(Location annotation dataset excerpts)
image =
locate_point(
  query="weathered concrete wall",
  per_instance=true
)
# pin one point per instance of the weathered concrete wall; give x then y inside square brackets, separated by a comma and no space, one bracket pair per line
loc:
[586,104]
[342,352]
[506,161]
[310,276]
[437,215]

### The task:
Rewrite every line of the records above as a Markdown table with two columns, Row and Line. Number the rows in order and leave out any blank lines.

### Full output:
| Row | Line |
|---|---|
| 1 | image = |
| 2 | locate_point( |
| 3 |   query="weathered concrete wall", |
| 4 |   per_instance=true |
| 5 | ) |
| 6 | # pin one point per instance of the weathered concrete wall; give x then y inside square brackets, separated by a comma and no space, one bracket pair per line |
| 7 | loc: |
| 8 | [586,104] |
| 9 | [342,352] |
| 10 | [506,161] |
| 11 | [310,276] |
| 12 | [437,215] |